TASK STATEMENT: Output the listing below as a two-column CSV with columns "text" and "points": one row for each line of text, paired with the coordinates that follow it. Put each value in a single quoted field, replace line breaks with spaces, and leave out the pictures.
###
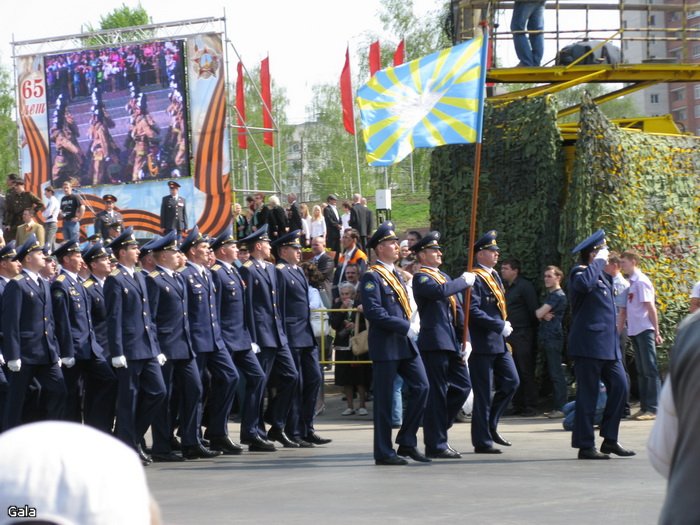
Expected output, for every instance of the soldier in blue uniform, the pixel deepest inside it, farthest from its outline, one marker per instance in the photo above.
(167, 296)
(212, 354)
(294, 303)
(267, 333)
(29, 342)
(9, 269)
(439, 341)
(235, 332)
(89, 377)
(133, 346)
(393, 350)
(594, 347)
(490, 363)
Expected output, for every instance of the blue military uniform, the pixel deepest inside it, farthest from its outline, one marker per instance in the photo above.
(594, 347)
(294, 300)
(490, 363)
(231, 309)
(167, 297)
(439, 342)
(91, 372)
(28, 335)
(386, 306)
(267, 331)
(131, 334)
(212, 354)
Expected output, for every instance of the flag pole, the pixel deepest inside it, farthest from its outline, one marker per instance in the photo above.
(477, 170)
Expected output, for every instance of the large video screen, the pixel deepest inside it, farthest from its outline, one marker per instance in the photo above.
(118, 114)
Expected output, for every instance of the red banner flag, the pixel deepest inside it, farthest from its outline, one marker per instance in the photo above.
(400, 54)
(240, 109)
(346, 95)
(375, 62)
(267, 100)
###
SOLUTION:
text,points
"Expected output, for every instance of the soldier in blue uniform, the pixel deepest inside it, farthest from its outline, one marker per instance in the photo above.","(167, 296) (212, 354) (294, 303) (267, 333) (29, 342) (9, 269) (439, 341) (235, 332) (89, 377) (133, 346) (393, 350) (594, 347) (490, 363)"
"Expected output, for every instance of the blue military uniform, the pixel deepest inside it, farthest from its outline, one marker per instance in the photo above.","(594, 347) (294, 300) (490, 363) (231, 309) (167, 297) (439, 342) (91, 372) (28, 335) (386, 306) (267, 331) (131, 334) (212, 354)"
"Expected output, for every instance of the flag pole, the pixel deepest inside it, farthest from its outline, one marker per instance in the photo above.","(477, 170)"
"Expected output, for every instance of the large video screen, the pixel deepest inside it, farthest from its outline, one marker per instance in the photo above.","(118, 114)"
"Expected output, for every instance of the red banner flag, the pixel deepest inside it, farthest from its outline, one marker per instance in the photo above.","(400, 54) (240, 109) (346, 95) (375, 62) (267, 100)"